## TESTO FORNITO:
:::::

Esteri

Dov’era l’Africa al G7? L’Occidente persevera nel suo approccio assistenziale

Nessuna attenzione speciale, accoglienza di circostanza per il presidente di turno dell’Unione Africana. L’esclusione del Sudafrica e i mali interni del Continente

Esteri

Forse gli africani si aspettavano di ricevere un’accoglienza speciale al G7, svoltosi a Hiroshima dal 19 al 21 maggio, perché, invece di ospitare alcuni stati come nei precedenti summit, il primo ministro giapponese Fumio Kishida aveva deciso di invitare l’Unione Africana, l’organismo continentale di cui fanno parte tutti i Paesi africani, e aveva motivato la sua decisione dicendo di voler dare “un segnale dell’importanza attribuita dal G7 alle esigenze del ‘Sud globale’”.

L’esclusione del Sudafrica

In realtà, sembra che l’intenzione fosse invece di escludere il Sudafrica, che ha partecipato agli ultimi G7 invitato in quanto Paese emergente del gruppo BRICS (insieme a Brasile, Russia, India e Cina) e seconda potenza economica africana. Il motivo dell’esclusione era evitare imbarazzo e incidenti diplomatici, tanto più essendo previsto l’arrivo al G7 del presidente ucraino Volodymyr Zelensky, dovuti alla scelta del Sudafrica di schierarsi con la Russia e di giustificare l’invasione dell’Ucraina.

Il governo sudafricano ha persino pensato di revocare la propria adesione alla Corte penale internazionale, quando a marzo i giudici della Corte hanno accusato il presidente russo Vladimir Putin di aver commesso crimini contro l’umanità e hanno emesso un mandato di cattura internazionale contro di lui. Lasciando la Corte, il Sudafrica eviterebbe l’obbligo di arrestare Putin durante il vertice del gruppo BRICS che si terrà il prossimo agosto a Città del Capo.

Il comunicato finale

Sta di fatto che l’accoglienza speciale non c’è stata, al contrario. “Africa assente: dove è l’Africa al vertice G7 di Hiroshima?” è il titolo di un articolo di Julia Tops, ricercatore del Centro Informazioni del G7 dell’Università di Toronto, pubblicato su Analytical Studies il 21 maggio. Tops, come altri osservatori internazionali, evidenzia così non tanto la presenza di una sola delegazione, quella del presidente delle Isole Comore, Azali Assoumani, invitato in qualità di presidente di turno dell’Unione Africana, quanto la scarsa attenzione, sostanzialmente convenzionale, dedicata al continente.

A conferma, il documento finale, il “Comunicato dei Leader del G7 di HIroshima”, omette di nominare l’Unione Africana sia nel preambolo, tra i partner internazionali con cui i G7 auspicano di lavorare “per realizzare un mondo inclusivo e resiliente, che ponga l’uomo al centro”, sia nella conclusione, dove si ringraziano per il loro contributo i capi degli organismi internazionali presenti al summit.

:::::

## DATI FORNITI:
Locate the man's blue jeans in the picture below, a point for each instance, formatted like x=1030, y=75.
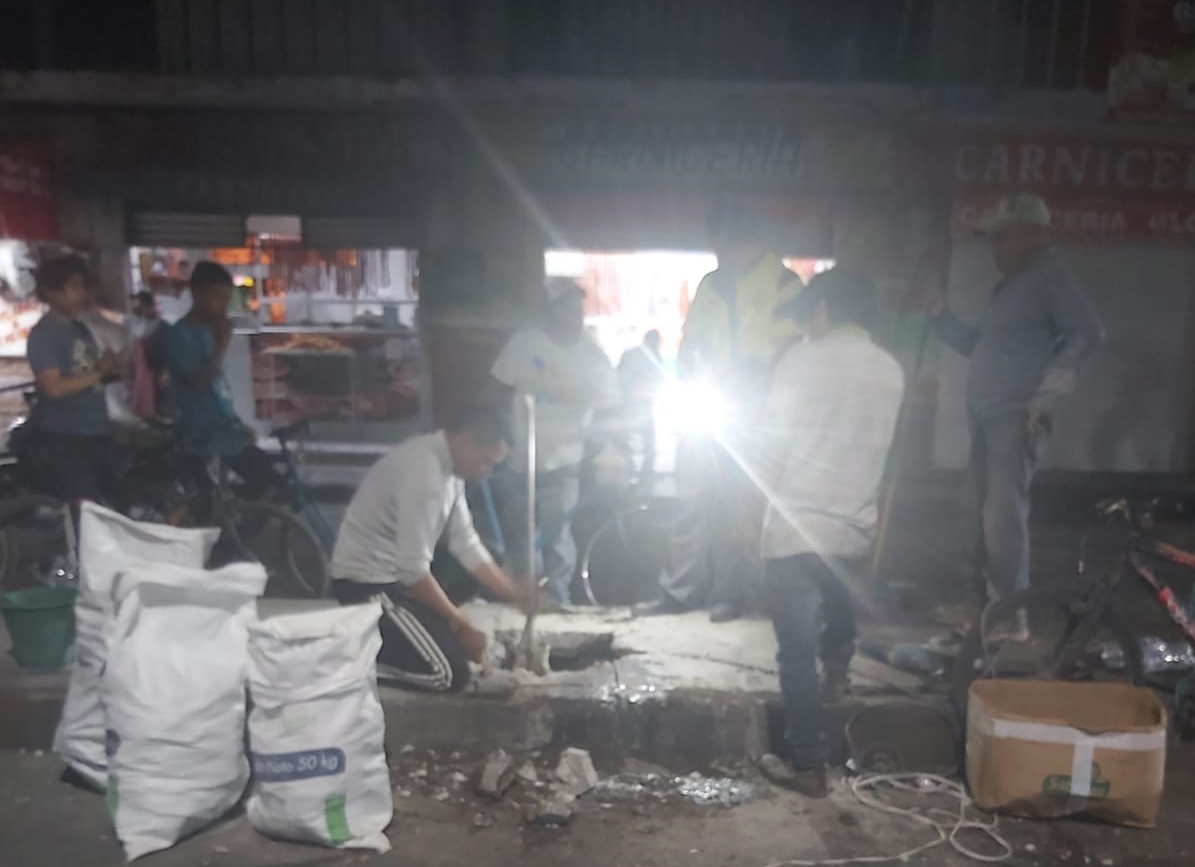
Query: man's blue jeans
x=999, y=474
x=812, y=614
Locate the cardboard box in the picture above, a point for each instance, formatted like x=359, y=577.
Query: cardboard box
x=1043, y=749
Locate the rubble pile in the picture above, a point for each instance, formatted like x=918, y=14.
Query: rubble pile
x=550, y=794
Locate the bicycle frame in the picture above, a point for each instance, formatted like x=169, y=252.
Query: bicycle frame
x=301, y=499
x=1140, y=545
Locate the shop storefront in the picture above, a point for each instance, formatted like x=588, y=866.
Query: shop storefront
x=28, y=226
x=328, y=336
x=318, y=217
x=1123, y=213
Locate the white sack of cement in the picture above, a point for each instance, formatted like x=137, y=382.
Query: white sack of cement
x=173, y=694
x=317, y=732
x=108, y=545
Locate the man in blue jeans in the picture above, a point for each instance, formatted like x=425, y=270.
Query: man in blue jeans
x=827, y=428
x=1025, y=356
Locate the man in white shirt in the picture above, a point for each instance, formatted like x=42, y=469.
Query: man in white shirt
x=570, y=377
x=828, y=425
x=411, y=498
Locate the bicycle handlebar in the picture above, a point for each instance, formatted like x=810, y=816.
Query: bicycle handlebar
x=289, y=431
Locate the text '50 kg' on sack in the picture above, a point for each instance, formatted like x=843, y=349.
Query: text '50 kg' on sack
x=173, y=694
x=110, y=543
x=317, y=731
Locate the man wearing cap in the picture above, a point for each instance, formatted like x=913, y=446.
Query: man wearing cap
x=1025, y=356
x=194, y=349
x=570, y=377
x=823, y=440
x=731, y=334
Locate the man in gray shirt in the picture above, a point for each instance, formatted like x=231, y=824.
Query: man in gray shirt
x=1024, y=357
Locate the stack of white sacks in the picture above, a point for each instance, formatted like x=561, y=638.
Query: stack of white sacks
x=157, y=703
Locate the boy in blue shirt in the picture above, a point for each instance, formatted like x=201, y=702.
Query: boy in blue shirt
x=194, y=349
x=71, y=423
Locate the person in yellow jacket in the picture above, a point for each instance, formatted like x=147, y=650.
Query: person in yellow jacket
x=731, y=334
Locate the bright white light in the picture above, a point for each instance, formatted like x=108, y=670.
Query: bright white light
x=690, y=407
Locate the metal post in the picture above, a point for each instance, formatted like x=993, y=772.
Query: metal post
x=527, y=641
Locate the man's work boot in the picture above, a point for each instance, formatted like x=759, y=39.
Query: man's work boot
x=665, y=604
x=1015, y=629
x=812, y=784
x=725, y=612
x=835, y=683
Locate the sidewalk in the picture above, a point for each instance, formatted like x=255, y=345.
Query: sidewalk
x=46, y=823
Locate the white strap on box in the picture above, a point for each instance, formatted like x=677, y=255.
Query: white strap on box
x=1084, y=744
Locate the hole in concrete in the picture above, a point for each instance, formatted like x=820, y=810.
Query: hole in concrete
x=567, y=651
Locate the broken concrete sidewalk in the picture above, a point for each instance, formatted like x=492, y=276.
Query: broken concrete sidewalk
x=676, y=690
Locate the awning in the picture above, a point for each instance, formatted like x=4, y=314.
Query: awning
x=28, y=209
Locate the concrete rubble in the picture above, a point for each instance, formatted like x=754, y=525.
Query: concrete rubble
x=553, y=812
x=497, y=774
x=576, y=772
x=527, y=772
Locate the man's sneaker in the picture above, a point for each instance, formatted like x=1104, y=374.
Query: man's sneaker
x=1015, y=629
x=725, y=612
x=960, y=616
x=834, y=686
x=812, y=784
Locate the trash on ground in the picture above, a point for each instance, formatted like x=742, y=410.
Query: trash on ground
x=553, y=812
x=915, y=658
x=317, y=731
x=1157, y=656
x=703, y=791
x=527, y=772
x=576, y=772
x=902, y=737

:::::

## COMPITI DA SVOLGERE:
1: Riscrivi il passo dell'articolo sul G7 che comincia con le parole "In realtà, sembra" e si chiude dopo "giustificare l’invasione dell’Ucraina.", sostituendo "imbarazzo" con "disagio".
2: Dove e in quali giorni si è tenuto il G7 di cui parla l'articolo sul G7?
3: Secondo l'articolo sul G7, quali Paesi formano il gruppo BRICS? Elencali tutti.
Per rispondere basati soltanto sull'articolo sul G7.

## RISPOSTE IN ORDINE:
1:
In realtà, sembra che l’intenzione fosse invece di escludere il Sudafrica, che ha partecipato agli ultimi G7 invitato in quanto Paese emergente del gruppo BRICS (insieme a Brasile, Russia, India e Cina) e seconda potenza economica africana. Il motivo dell’esclusione era evitare disagio e incidenti diplomatici, tanto più essendo previsto l’arrivo al G7 del presidente ucraino Volodymyr Zelensky, dovuti alla scelta del Sudafrica di schierarsi con la Russia e di giustificare l’invasione dell’Ucraina.

2: A Hiroshima, dal 19 al 21 maggio.

3: Sudafrica, Brasile, Russia, India, Cina